I suppose this is a bit different than what you are talking about here, but it seems related. How does one negotiate between one's virtual existence and the one in the "real" world. Clearly, they are not absolutely separate - each tends to bleed into the other. And it is not always easy to negotiate between the two.

Was the lawsuit blog related? Spooky. I've noticed that I continously get visited by someone from Herndon, Virginia the exact moment I sign on to my blog. Herndon, apparently, is a burb of DC, so I've developed all sorts of paranoid fantasies that I'm being watched by the government for writing about Marx and Marxists. Of course, I think these fantasies, troubling as they may be-- I hardly want to go to a secret European prison --reflect a desire to say things that matter or that have an impact. They actually embody a certain sort of jouissance.

------------------------------------------------------------------------

▸ Actions to take:
a - According to the comment, where is the visitor from who shows up at the exact moment the writer signs on to the blog?
b - Translate this sentence from the comment into Spanish: "Clearly, they are not absolutely separate - each tends to bleed into the other."
c - Decide whether each statement agrees with the comment, and answer yes or no with the deciding words quoted from it. (i) The writer describes Herndon as a suburb of DC. (ii) The writer finds it always easy to negotiate between virtual and real existence. (iii) The writer would like to go to a secret European prison.

------------------------------------------------------------------------

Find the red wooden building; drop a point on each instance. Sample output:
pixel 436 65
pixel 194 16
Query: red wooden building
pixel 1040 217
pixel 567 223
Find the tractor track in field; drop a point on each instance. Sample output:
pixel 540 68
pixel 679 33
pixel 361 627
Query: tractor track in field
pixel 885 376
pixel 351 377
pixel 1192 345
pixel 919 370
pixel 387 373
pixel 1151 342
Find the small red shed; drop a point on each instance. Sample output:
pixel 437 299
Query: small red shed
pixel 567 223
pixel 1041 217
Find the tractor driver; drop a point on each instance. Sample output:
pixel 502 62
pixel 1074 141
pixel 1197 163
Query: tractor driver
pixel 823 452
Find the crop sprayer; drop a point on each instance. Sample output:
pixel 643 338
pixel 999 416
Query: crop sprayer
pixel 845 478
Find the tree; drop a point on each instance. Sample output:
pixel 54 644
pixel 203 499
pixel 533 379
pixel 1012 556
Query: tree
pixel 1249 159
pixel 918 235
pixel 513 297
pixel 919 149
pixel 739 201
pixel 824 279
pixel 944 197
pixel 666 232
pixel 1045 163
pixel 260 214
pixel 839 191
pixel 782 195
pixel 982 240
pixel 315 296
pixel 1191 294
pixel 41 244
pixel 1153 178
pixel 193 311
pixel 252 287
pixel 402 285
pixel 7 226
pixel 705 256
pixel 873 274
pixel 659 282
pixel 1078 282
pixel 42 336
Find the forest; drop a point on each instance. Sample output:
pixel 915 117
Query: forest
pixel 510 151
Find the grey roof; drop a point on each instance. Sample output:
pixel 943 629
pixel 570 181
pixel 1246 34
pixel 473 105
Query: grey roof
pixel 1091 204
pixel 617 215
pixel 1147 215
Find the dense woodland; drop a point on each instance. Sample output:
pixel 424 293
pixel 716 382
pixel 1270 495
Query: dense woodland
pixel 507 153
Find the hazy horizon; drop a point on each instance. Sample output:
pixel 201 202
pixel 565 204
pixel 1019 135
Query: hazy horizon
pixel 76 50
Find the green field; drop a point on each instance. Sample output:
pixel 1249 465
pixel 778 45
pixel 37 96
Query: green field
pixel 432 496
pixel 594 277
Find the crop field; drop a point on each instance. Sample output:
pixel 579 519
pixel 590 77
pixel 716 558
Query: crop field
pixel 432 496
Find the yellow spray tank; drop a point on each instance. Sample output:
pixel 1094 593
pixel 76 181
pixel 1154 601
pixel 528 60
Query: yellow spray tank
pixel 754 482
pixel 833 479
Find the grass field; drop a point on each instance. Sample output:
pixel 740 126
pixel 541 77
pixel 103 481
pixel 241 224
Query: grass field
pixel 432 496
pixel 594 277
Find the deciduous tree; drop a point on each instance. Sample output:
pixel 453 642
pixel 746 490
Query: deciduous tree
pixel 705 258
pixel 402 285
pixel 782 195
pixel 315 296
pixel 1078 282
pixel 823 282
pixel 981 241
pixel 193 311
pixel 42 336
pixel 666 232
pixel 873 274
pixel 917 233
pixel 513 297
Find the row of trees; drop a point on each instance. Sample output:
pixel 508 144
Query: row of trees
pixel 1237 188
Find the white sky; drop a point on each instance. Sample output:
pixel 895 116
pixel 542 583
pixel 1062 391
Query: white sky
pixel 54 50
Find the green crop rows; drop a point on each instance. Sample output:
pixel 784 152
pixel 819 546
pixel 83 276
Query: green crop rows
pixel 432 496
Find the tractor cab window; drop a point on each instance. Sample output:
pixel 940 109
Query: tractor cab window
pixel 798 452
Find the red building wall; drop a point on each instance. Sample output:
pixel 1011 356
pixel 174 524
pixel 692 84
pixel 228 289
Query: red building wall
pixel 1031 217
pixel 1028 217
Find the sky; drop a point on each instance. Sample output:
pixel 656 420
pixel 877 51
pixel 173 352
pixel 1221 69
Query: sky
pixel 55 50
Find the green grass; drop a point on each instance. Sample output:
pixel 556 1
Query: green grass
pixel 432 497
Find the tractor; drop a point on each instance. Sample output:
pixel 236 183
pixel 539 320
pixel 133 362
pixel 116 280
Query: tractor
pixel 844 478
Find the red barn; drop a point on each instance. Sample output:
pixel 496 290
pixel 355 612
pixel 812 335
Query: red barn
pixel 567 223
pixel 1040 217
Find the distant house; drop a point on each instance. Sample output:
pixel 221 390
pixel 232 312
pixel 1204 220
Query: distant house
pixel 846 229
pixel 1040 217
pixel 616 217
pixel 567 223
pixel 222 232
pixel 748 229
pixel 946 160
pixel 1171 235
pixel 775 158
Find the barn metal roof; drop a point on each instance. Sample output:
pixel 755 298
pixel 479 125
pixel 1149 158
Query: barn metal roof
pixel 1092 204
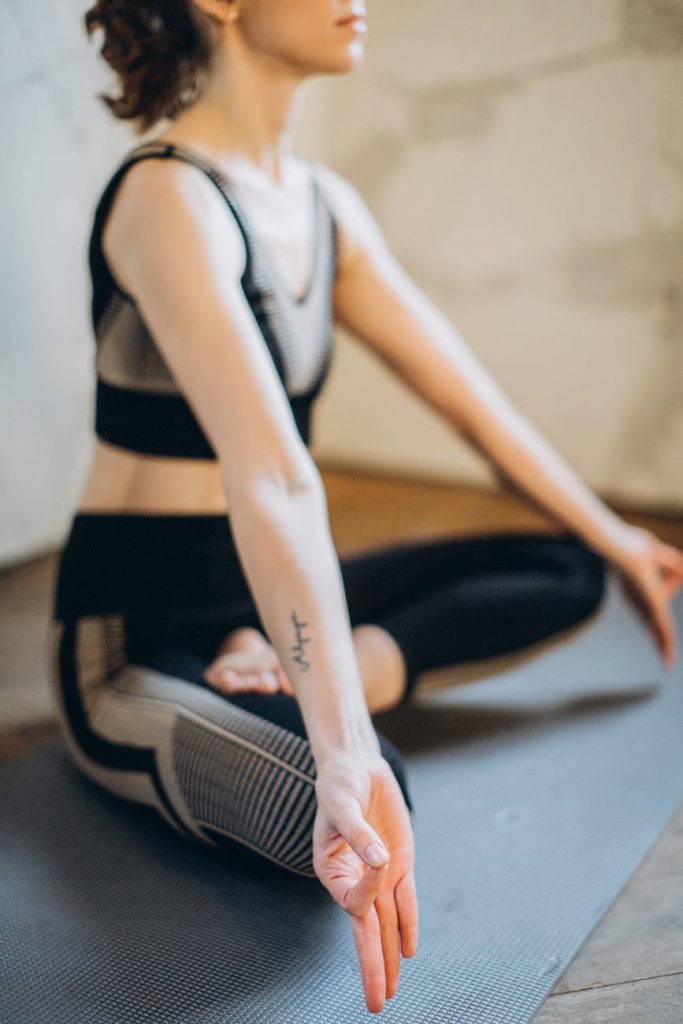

------------------------------------------------------------------------

▸ Answers by task:
a - Herndon, Virginia

b - Claramente, no están absolutamente separadas: cada una tiende a filtrarse en la otra.

c -
(i) Yes: "Herndon, apparently, is a burb of DC"
(ii) No: "And it is not always easy to negotiate between the two."
(iii) No: "I hardly want to go to a secret European prison"